* [Quoted passage]
** start **
One of the questions new construction home buyers often ask is, "How do we know that the condo we are buying is going to be close to what is being promised, the perfectly lighted model unit, and dainty plastic diorama?"
The truth of the matter is that the display model, renderings, brochures and any advertising materials are tools for the developer to communicate a concept but they have (and will excercise) the right to make modifications during the actual construction. The best developers and marketers will not overpromise and stay very true to the spirit of the concept marketed. In terms of legal recourse, there’s a wide grey area between the developer making some tweaks and serious false advertising. This kind of risk only increases the value of buying from a developer and the project’s marketing firm which both have long, verifiable, and positive track records of promoting and delivering well-designed, quality product on spec, and on time.
So how good are developers at keeping their promises? When I started this blog almost two years ago, many new construction projects were already in the works. I thought it would be neat to take a look at a few examples: Mosler Lofts, Lumen and The Parc and compare their marketed concepts to the actual delivered product.
I have to say that among the three condos marketed a couple of years ago, Mosler Lofts’s exterior is extremely close to what was advertised — many people feel it looks even better than the pre-sales renderings. Its glass and brick combination has a very solid feel, almost a cross between Avenue One and Bellora condos. As for the interior, the finishes presented in the sales center are also very close. One nit: some pre-sales buyers were surprised by the large exposed metal ducts below the ceilings and unpainted concrete ceilings. (To be fair, these ducts appeared on the floor plan documentation but I’ve heard from a few buyers that it wasn’t obvious to them when they were at the sales center.)
** end **
[Lines of data]
** start **
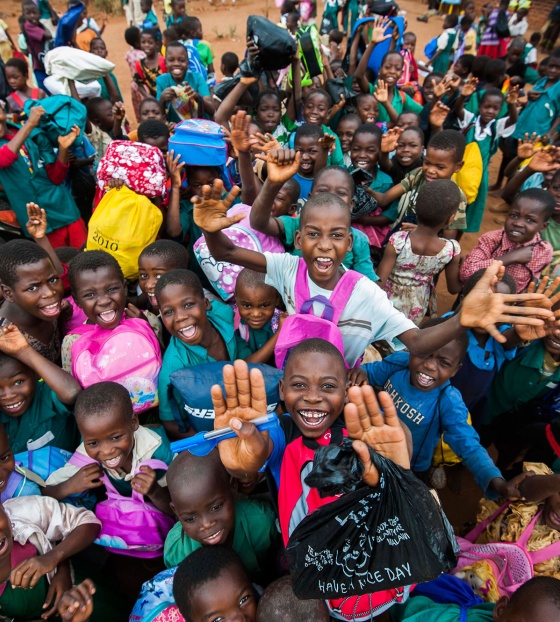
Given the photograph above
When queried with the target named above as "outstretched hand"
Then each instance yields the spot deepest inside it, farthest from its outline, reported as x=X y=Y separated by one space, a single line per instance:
x=368 y=426
x=210 y=210
x=243 y=401
x=482 y=308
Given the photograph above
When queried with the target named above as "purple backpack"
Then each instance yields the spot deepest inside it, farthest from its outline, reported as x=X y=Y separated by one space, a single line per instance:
x=129 y=354
x=130 y=526
x=305 y=325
** end **
* [Things to do]
#1 According to the condo blog post, the glass and brick combination of Mosler Lofts' exterior is almost a cross between which two condos?
#2 Reproduce every entry under Lines of data word for word, omitting the pictures.

* [Task-by-task results]
#1 Avenue One and Bellora condos.

#2
Given the photograph above
When queried with the target named above as "outstretched hand"
Then each instance yields the spot deepest inside it, farthest from its outline, reported as x=X y=Y separated by one space, a single line per instance:
x=368 y=426
x=210 y=210
x=243 y=401
x=482 y=308
Given the photograph above
When queried with the target named above as "purple backpack"
Then each instance yields the spot deepest inside it, farthest from its outline, reported as x=X y=Y separated by one space, a single line per instance:
x=129 y=354
x=130 y=526
x=305 y=325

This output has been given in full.